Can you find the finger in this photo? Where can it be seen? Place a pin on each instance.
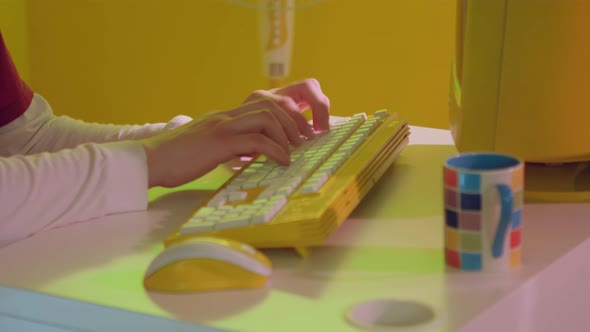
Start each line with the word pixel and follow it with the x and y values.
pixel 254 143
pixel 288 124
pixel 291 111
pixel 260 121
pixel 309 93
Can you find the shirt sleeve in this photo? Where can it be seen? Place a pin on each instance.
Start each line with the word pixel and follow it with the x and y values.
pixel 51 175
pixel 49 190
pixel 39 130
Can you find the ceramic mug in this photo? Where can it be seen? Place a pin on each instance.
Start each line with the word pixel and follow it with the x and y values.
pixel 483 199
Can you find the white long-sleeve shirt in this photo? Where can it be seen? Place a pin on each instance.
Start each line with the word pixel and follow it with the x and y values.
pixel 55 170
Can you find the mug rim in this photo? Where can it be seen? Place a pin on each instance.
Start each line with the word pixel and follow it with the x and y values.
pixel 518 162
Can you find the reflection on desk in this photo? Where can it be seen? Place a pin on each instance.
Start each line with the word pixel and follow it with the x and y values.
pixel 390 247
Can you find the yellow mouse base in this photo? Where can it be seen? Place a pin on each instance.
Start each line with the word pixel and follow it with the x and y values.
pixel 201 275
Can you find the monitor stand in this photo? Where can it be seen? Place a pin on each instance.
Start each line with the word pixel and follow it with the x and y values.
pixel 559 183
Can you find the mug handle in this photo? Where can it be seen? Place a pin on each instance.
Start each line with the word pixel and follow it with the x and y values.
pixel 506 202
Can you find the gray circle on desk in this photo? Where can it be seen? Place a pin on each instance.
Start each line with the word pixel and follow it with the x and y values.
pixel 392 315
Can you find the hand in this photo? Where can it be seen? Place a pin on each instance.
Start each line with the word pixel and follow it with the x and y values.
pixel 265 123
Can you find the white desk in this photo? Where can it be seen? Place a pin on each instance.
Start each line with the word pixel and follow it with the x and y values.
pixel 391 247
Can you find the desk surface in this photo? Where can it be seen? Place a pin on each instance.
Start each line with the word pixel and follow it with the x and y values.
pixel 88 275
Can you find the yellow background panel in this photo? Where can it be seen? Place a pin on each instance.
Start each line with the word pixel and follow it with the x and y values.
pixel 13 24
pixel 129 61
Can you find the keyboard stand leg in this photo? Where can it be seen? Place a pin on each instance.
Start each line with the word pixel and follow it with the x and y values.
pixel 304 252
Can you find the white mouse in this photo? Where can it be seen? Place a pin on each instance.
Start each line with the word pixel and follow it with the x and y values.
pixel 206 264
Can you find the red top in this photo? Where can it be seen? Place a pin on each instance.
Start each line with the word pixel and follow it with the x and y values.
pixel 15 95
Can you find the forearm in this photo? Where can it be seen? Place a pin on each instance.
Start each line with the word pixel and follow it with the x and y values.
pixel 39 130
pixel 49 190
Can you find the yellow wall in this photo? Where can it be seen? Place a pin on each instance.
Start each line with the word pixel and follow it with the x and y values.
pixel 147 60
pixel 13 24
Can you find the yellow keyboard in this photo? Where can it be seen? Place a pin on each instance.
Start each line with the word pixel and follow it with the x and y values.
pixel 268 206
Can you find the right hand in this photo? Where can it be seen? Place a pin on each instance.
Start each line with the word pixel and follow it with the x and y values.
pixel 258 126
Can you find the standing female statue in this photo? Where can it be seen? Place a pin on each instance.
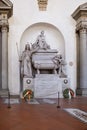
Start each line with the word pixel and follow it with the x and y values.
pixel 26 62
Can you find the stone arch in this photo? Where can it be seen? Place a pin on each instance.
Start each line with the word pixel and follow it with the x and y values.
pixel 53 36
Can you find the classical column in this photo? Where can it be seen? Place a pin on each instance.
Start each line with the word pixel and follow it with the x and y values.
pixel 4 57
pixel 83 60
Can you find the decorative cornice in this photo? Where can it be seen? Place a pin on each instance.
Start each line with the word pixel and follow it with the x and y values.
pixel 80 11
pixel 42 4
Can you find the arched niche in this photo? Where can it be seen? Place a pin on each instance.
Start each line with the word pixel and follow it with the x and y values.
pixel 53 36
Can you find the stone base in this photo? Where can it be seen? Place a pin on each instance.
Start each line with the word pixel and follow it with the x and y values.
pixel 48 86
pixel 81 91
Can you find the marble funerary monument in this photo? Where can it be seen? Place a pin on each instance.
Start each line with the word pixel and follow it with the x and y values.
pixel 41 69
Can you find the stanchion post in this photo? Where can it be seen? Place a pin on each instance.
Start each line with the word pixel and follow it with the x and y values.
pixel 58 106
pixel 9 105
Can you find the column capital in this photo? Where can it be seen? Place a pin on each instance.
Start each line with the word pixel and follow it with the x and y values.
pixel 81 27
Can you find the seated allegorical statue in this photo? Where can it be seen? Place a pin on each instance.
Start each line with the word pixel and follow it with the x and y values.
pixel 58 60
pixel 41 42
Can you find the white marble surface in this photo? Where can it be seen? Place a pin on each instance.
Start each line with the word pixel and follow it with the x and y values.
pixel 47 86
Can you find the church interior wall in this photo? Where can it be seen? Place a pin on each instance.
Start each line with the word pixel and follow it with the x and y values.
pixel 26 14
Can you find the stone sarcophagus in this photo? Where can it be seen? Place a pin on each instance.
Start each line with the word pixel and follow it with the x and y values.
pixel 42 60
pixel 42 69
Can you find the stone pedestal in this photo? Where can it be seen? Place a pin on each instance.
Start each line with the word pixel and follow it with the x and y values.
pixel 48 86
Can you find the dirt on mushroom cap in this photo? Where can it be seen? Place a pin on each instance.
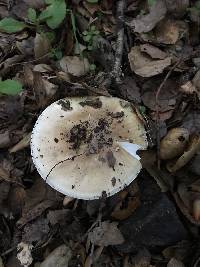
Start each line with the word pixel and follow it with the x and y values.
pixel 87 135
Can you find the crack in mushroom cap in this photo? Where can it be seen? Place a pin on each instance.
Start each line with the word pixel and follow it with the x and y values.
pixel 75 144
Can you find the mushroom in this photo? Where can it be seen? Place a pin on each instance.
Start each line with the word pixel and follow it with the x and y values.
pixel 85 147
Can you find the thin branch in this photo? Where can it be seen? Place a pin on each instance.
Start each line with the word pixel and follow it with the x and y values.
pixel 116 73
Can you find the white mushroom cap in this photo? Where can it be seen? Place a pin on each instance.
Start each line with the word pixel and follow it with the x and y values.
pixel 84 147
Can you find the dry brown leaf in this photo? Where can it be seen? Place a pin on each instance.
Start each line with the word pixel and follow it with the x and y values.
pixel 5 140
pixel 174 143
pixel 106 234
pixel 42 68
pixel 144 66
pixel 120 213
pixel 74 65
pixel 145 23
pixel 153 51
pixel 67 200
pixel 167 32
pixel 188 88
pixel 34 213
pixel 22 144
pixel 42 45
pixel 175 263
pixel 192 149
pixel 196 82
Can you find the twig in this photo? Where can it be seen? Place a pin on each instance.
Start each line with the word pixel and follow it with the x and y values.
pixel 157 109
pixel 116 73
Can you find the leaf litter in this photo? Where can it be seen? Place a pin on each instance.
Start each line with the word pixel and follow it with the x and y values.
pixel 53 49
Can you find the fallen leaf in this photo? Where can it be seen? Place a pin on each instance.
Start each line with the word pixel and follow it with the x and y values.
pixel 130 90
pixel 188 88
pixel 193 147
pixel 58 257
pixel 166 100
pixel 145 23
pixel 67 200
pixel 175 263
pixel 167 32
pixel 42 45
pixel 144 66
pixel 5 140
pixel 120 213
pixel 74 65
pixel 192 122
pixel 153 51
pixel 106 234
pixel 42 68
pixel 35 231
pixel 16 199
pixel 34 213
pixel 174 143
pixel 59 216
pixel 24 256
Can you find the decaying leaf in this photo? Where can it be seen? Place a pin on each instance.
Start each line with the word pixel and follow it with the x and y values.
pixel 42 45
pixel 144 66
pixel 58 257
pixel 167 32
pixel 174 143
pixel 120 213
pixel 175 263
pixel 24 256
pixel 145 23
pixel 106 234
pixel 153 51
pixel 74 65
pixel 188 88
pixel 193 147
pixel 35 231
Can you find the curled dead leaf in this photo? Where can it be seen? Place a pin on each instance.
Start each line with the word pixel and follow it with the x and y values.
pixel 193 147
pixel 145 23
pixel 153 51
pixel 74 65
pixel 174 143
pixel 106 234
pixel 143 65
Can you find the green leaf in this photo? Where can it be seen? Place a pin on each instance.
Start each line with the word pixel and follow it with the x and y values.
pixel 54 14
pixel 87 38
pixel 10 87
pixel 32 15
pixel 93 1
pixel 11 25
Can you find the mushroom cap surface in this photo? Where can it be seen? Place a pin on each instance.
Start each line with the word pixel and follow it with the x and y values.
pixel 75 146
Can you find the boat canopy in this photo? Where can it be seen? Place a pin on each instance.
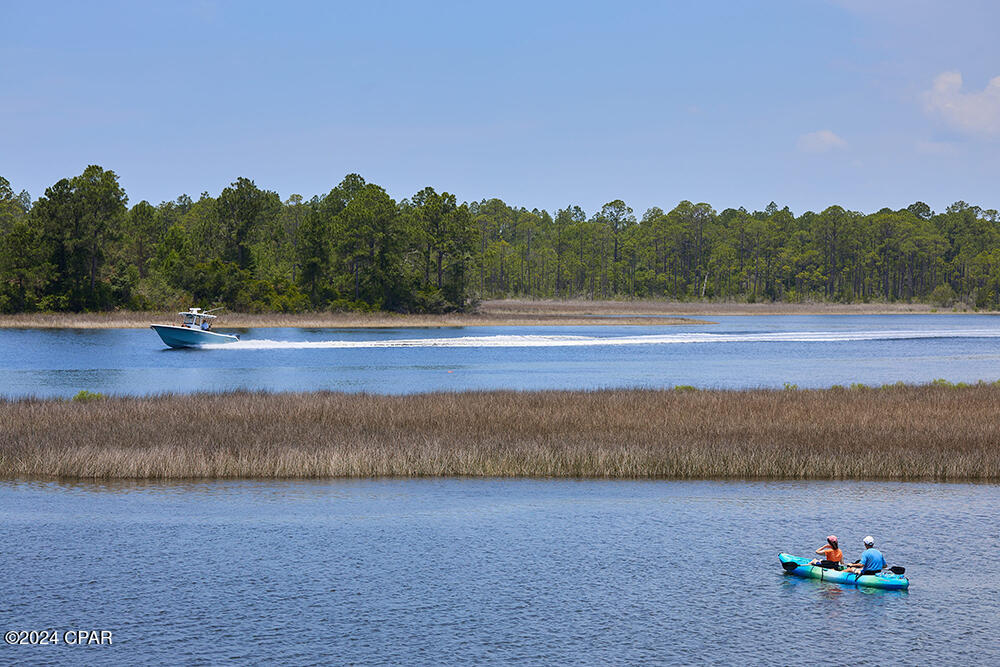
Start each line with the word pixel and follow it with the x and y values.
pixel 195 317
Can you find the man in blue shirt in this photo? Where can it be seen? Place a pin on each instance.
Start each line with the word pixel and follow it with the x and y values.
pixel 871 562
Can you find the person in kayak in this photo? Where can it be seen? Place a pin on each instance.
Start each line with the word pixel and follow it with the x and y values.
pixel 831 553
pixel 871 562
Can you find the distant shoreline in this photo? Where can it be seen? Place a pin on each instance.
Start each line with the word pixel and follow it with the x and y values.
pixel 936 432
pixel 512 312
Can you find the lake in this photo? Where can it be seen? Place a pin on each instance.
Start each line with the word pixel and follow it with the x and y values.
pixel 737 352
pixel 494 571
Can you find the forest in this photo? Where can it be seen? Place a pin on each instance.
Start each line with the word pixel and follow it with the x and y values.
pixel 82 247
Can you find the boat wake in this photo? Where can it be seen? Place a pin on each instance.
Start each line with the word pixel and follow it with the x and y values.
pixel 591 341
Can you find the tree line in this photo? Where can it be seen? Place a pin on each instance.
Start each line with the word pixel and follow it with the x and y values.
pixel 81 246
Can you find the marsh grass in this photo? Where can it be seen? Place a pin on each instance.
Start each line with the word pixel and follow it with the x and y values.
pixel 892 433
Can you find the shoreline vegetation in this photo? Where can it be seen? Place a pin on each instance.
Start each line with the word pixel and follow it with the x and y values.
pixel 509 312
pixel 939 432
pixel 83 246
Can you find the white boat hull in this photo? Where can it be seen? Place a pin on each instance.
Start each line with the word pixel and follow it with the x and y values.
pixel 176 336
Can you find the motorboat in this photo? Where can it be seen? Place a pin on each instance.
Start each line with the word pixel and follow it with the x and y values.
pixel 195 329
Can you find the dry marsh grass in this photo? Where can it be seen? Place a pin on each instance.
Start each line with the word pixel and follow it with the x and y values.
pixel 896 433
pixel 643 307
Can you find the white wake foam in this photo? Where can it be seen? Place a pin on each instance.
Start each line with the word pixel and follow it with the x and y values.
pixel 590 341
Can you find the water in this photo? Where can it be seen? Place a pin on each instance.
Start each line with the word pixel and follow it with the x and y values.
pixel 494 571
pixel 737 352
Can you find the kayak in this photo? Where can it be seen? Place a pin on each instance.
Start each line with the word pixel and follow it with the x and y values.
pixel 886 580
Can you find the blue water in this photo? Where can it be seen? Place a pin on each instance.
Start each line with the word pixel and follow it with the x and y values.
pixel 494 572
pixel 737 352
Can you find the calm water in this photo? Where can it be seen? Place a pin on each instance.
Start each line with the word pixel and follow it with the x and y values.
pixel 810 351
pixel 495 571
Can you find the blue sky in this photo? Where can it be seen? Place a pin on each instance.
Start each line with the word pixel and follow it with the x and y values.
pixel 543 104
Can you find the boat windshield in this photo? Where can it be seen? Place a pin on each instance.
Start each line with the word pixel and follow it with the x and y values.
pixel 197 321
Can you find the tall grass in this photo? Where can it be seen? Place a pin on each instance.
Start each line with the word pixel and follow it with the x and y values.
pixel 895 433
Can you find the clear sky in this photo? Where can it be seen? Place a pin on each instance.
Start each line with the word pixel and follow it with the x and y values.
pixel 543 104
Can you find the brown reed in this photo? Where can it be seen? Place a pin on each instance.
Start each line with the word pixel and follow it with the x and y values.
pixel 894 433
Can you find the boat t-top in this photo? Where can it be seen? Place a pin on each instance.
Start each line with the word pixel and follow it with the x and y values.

> _Exercise directions_: Rewrite the data from the line with "Can you find the forearm" to the line with "pixel 41 69", changing every "photo" to "image" and leaving everything else as it is. Leave the pictures out.

> _Written response_:
Can you find the forearm in this image? Where can it be seen? Place a pin on each instance.
Start each line with the word pixel and follow it with the x and y values.
pixel 39 130
pixel 49 190
Can you find the yellow wall in this image? Where can it be seen? Place a pin on each instance.
Start each line with the word pixel and follow it with the x and y values.
pixel 147 60
pixel 13 24
Can you find the yellow keyboard in this image? Where can it be seen? Place a pin on each instance.
Start each line with the word pixel and follow it with the x and y values.
pixel 268 206
Can you find the right hand in this image? Where can it be seen? Place a pin on each instance.
Start each line with the word pixel and follow it with the x and y values.
pixel 258 126
Can you find the standing female statue in this image? Where can it be seen? Place a pin on each instance.
Start each line with the word pixel and follow it with the x and y values.
pixel 26 62
Can you find the stone arch in this image? Where can it be seen? Place a pin on each instance.
Start each line with the word pixel and follow it with the x and y values.
pixel 53 36
Can you find the classical column in this image? Where can it be seen? Place a pin on each instance.
Start each line with the word pixel and follow it with the x and y values.
pixel 4 57
pixel 83 60
Can you find the decorative cornice in this image? Where can it be seen? Place a pin on each instance.
Start each line with the word pixel and follow it with the x and y values.
pixel 80 11
pixel 42 4
Can you find the arched niche in this image? Where can it be seen? Place a pin on each instance.
Start each line with the word pixel and follow it with the x and y values.
pixel 53 36
Can you find the stone base in this image? Where can it be seen? Place a pin on each instance.
Start each line with the word pixel and follow it with the x and y values.
pixel 48 86
pixel 81 91
Can you find the marble funerary monument in this image? Where can it be seen? Place a pin on each instance.
Start each line with the word pixel and follow it with the x and y values.
pixel 41 69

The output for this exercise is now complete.